**Text passage**
* * * * * * * * *

Posted by on Oct 8, 2017 @ 12:16 pm in Hiking News | 0 comments

How Armenia Plans to Become the Next World-Class Hiking Destination

Dilijan National Park stretches across the mountains of Armenia’s northeastern Tavush region, 92 square miles of beech and oak tree forests and pine-covered slopes that delve into deep gorges with wandering streams and rivers. Brown bear and deer are frequent park visitors, lured by the scent of blackcurrants and gooseberries, while rarer flora like Armenian Saint John’s wort and edible scorzonera grow among rocks and along cliffsides.

The park houses some of Armenia’s finest cultural monuments as well: centuries-old monasteries like Matosavank and Goshavank, along with villages and towns like Dilijan, the “Little Switzerland of Armenia,” known for its reportedly healing natural spring waters.

* * * * * * * * *

**Data**
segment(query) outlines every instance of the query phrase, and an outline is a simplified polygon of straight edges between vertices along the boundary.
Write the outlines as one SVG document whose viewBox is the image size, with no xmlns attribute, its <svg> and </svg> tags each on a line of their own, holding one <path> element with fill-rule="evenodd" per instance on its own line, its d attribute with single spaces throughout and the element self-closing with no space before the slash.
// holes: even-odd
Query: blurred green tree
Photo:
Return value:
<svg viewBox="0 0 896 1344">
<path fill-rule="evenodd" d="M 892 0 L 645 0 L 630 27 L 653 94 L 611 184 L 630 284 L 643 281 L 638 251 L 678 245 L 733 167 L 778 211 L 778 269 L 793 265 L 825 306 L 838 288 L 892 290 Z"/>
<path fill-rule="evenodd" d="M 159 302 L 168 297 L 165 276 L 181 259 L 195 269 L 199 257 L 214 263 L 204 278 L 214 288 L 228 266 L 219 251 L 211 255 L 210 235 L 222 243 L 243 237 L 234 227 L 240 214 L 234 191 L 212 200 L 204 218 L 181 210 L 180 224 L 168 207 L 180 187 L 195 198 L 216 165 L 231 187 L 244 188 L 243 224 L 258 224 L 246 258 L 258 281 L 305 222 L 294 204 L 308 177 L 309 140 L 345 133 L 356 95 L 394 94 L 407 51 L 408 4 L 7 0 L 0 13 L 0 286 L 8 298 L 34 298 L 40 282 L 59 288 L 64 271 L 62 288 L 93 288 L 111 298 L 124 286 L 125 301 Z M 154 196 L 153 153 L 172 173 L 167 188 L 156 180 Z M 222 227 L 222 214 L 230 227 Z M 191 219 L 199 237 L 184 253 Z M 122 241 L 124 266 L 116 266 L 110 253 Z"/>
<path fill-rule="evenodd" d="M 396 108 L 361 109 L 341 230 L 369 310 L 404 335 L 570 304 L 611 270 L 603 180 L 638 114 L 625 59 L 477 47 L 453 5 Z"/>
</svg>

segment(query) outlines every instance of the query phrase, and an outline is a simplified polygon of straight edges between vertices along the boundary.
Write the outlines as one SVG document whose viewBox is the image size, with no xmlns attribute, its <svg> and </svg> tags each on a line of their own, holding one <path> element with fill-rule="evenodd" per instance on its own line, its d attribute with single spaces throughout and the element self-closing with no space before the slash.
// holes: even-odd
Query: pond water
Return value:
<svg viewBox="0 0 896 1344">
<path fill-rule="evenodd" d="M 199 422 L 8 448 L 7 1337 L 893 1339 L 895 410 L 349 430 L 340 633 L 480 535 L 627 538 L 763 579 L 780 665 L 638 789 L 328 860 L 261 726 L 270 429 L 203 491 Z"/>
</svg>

* * * * * * * * *

**Task prompt**
Copy the entire Armenia hiking passage word for word. Rely on the Armenia hiking passage alone, not on the records.

**Task answer**
Posted by on Oct 8, 2017 @ 12:16 pm in Hiking News | 0 comments

How Armenia Plans to Become the Next World-Class Hiking Destination

Dilijan National Park stretches across the mountains of Armenia’s northeastern Tavush region, 92 square miles of beech and oak tree forests and pine-covered slopes that delve into deep gorges with wandering streams and rivers. Brown bear and deer are frequent park visitors, lured by the scent of blackcurrants and gooseberries, while rarer flora like Armenian Saint John’s wort and edible scorzonera grow among rocks and along cliffsides.

The park houses some of Armenia’s finest cultural monuments as well: centuries-old monasteries like Matosavank and Goshavank, along with villages and towns like Dilijan, the “Little Switzerland of Armenia,” known for its reportedly healing natural spring waters.